ZITIERTER TEXT:
______
# Wasserkühlung für i7 6700K



## Ruffy841 (9. Dezember 2015)

*Wasserkühlung für i7 6700K*

Hallo,

aktuell habe ich einen i7 4770K auf 4,2 GHz mit dem Cooler Master Nepton 120XL als Kühler

Ich möchte mit jetzt einen i7 6700K mit 4,6 GHz . Würde die Wasserkühlung Cooler Master Nepton 120XL dafür ausreichen ? Und ist diese mit den neuen Prozessor kompatibel habe gehört da gibt es Probleme mit einigen Kühlern.

MFG


----------



## Zankro (9. Dezember 2015)

*AW: Wasserkühlung für i7 6700K*

Wieso willst du von ein 4770k auf ein 6700k umsteigen ?
Der 6700k ist kaum schneller als der 4770k.

Die AIO sollte reichen


----------



## iTryX (10. Dezember 2015)

*AW: Wasserkühlung für i7 6700K*

Normal rechnet man pro 100Watt 120mm Radiator.
Ich habe den gleichen Prozessor allerdings mit einer 240er Wakü.
Mein Tipp:
Warte bis Rezensionen zur Arctic Liquid Freezer 240 kommen, wenn du nicht warten willst, nimm die Enermax Liqumax 240.
Enermax hat eine der leisesten Pumpen im AiO bereich und hat ein gutes P/L Verhältnis.


----------



## FlyingPC (10. Dezember 2015)

*AW: Wasserkühlung für i7 6700K*

Die Arctic Liquid Freezer 240 ist sehr gut, durch den Push und Pull Betrieb.
Somit hast du eine geringe Lautstärke.


----------



## Ruffy841 (14. Dezember 2015)

*AW: Wasserkühlung für i7 6700K*

also ist meine aktuelle für mein neues vorhaben zu klein ?


----------



## rackcity (14. Dezember 2015)

*AW: Wasserkühlung für i7 6700K*

du hast einen 6700k der 4,6 macht oder du willst einen? 

falls du einen willst: es machen nicht viele 4,6 mit. kannst also auch einen schlechten oder extrem schlechten erwischen.
______
Setze die Forumsdiskussion oben zur Wasserkühlung für den i7 6700K nach ihrem letzten Satz fort.
______
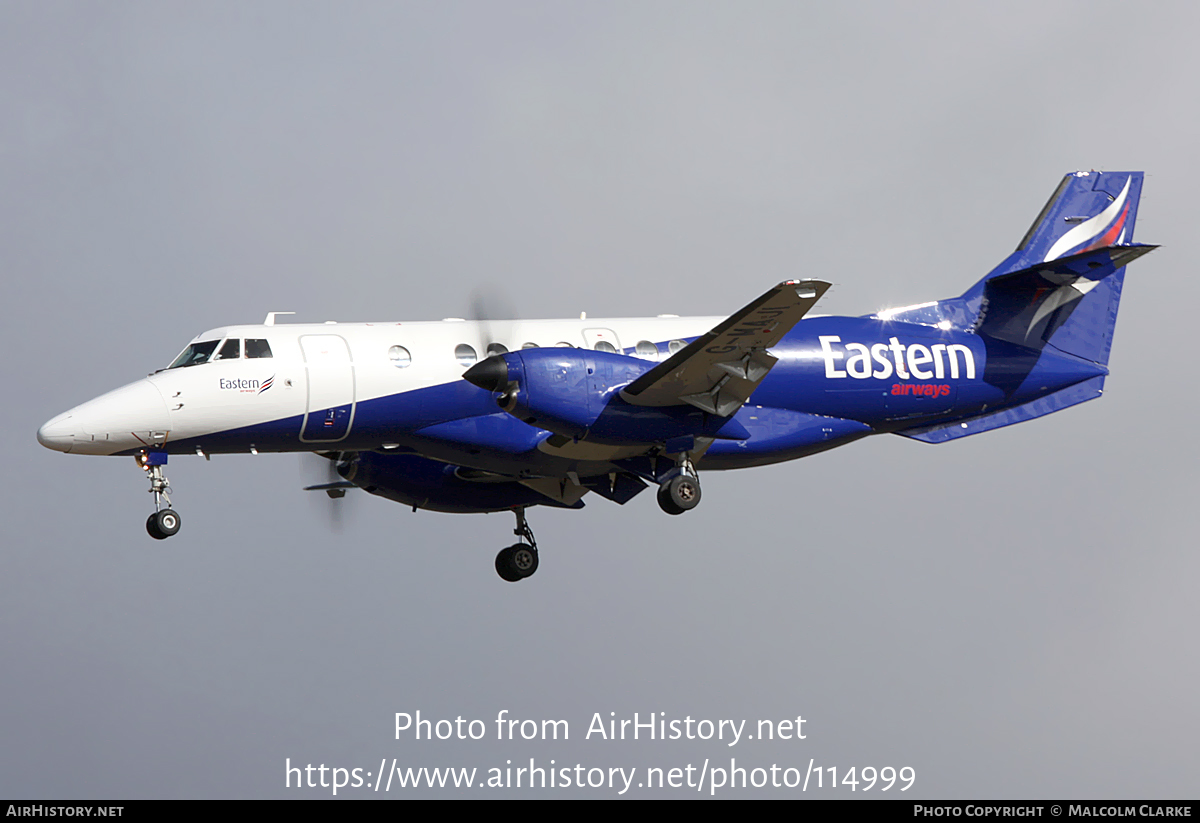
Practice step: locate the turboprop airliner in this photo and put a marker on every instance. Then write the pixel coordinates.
(473, 416)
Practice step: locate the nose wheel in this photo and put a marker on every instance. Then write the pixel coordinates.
(162, 524)
(519, 560)
(165, 521)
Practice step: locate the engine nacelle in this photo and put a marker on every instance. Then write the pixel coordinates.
(576, 392)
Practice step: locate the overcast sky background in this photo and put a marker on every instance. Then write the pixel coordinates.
(1013, 614)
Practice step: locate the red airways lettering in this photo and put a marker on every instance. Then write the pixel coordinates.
(922, 389)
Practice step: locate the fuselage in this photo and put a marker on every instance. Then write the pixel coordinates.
(397, 388)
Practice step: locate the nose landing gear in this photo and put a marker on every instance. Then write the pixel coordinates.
(165, 521)
(519, 560)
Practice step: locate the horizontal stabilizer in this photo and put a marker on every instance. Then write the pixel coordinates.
(1073, 395)
(1029, 306)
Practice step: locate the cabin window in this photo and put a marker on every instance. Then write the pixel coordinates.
(195, 354)
(465, 355)
(400, 356)
(229, 350)
(258, 348)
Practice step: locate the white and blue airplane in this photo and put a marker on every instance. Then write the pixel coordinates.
(474, 416)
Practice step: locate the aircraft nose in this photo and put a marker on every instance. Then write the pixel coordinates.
(126, 418)
(58, 433)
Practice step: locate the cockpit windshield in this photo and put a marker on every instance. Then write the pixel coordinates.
(195, 354)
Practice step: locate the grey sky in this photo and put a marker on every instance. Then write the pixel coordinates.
(1012, 614)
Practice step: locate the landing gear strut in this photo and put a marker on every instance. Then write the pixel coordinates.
(165, 521)
(519, 560)
(681, 492)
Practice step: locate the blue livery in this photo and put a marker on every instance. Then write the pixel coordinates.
(538, 424)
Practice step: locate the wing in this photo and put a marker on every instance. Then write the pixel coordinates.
(720, 370)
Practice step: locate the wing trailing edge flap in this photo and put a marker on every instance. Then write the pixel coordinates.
(719, 371)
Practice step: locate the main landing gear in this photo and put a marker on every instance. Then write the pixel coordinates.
(519, 560)
(165, 521)
(681, 492)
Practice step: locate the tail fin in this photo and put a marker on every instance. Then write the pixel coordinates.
(1062, 284)
(1057, 294)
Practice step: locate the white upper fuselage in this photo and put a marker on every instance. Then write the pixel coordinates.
(313, 367)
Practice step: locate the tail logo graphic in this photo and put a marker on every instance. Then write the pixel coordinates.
(1101, 230)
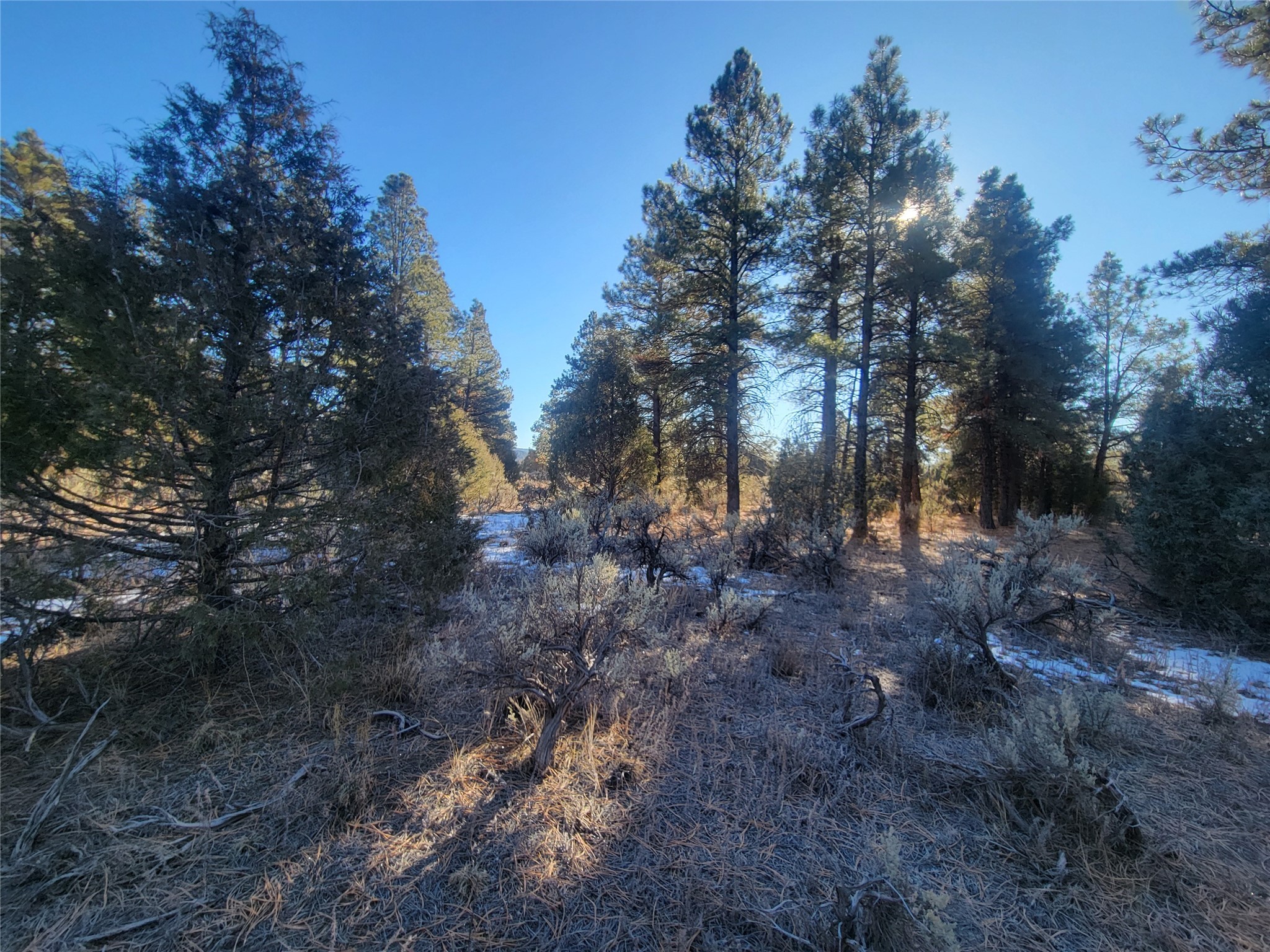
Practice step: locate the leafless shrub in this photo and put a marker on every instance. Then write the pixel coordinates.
(978, 587)
(886, 912)
(735, 612)
(556, 534)
(1047, 790)
(648, 541)
(559, 632)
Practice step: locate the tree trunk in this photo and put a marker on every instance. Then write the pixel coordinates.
(860, 478)
(657, 436)
(830, 398)
(987, 475)
(733, 421)
(544, 752)
(910, 477)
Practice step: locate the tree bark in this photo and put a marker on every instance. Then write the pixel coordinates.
(987, 475)
(860, 477)
(830, 395)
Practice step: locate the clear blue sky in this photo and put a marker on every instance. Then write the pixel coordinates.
(531, 127)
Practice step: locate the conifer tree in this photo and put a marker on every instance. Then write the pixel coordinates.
(408, 280)
(651, 300)
(1132, 348)
(918, 278)
(728, 249)
(481, 385)
(593, 431)
(1021, 355)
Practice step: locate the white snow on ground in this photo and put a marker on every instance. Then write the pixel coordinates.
(1174, 673)
(497, 536)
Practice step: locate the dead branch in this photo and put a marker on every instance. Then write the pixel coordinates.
(841, 660)
(406, 725)
(166, 819)
(54, 795)
(127, 927)
(865, 720)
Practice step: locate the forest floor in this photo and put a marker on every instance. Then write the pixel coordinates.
(714, 803)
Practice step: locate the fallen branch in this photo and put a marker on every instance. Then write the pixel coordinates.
(167, 819)
(841, 660)
(54, 795)
(406, 725)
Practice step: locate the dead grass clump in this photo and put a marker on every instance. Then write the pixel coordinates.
(1049, 791)
(788, 660)
(559, 635)
(948, 677)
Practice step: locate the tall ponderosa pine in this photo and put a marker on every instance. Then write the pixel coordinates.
(729, 250)
(651, 300)
(481, 385)
(593, 428)
(918, 280)
(858, 177)
(1132, 348)
(1023, 356)
(409, 281)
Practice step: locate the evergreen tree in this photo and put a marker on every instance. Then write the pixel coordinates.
(1237, 157)
(1132, 348)
(728, 248)
(246, 408)
(481, 385)
(651, 300)
(1021, 355)
(918, 278)
(593, 431)
(408, 280)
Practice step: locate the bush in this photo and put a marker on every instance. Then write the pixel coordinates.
(977, 588)
(562, 631)
(1049, 791)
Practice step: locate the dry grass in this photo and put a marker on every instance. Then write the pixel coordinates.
(713, 803)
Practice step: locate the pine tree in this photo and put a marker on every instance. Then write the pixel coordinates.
(593, 431)
(651, 300)
(918, 280)
(1132, 348)
(728, 249)
(409, 281)
(1237, 157)
(481, 385)
(1021, 355)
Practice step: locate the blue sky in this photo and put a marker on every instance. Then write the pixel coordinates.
(531, 127)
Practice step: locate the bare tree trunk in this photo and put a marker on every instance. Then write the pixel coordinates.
(910, 477)
(733, 421)
(544, 752)
(830, 398)
(987, 475)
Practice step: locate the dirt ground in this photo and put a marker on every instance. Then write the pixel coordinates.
(716, 799)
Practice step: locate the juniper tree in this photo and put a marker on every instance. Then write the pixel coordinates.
(728, 188)
(408, 280)
(481, 385)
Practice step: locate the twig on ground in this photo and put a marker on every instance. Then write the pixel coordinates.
(406, 725)
(54, 795)
(167, 819)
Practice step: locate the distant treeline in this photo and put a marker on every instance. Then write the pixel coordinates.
______
ALS ANTWORT:
wenn du den 6700k noch nicht gekauft hast, lass es bleiben. du haust geld zum fenster raus, total sinnloses


----------



## Ruffy841 (16. Dezember 2015)

*AW: Wasserkühlung für i7 6700K*

Also die CPU die ich bekomme ist von Caseking und wurde da von denen übertaktet und getestet und hast 2  Jahre Garantie und die hat die 4,6 GHz . Nur bin ich mir nicht sicher ob jetzt meine Wasserkühlung dafür aus reicht


----------



## the_leon (17. Dezember 2015)

*AW: Wasserkühlung für i7 6700K*

Dann würde ich an deiner stelle den arctic liquid freezer 240 nehmen, oder ne echte wakü!


----------



## PiSA! (17. Dezember 2015)

*AW: Wasserkühlung für i7 6700K*

Oder du benutzt deinen vorhandenen Kühler erstmal mit dem 6700K.

Die Skylakes sind etwas kühler als Haswell. Vielleicht brauchst du erstmal gar keinen neuen Kühler.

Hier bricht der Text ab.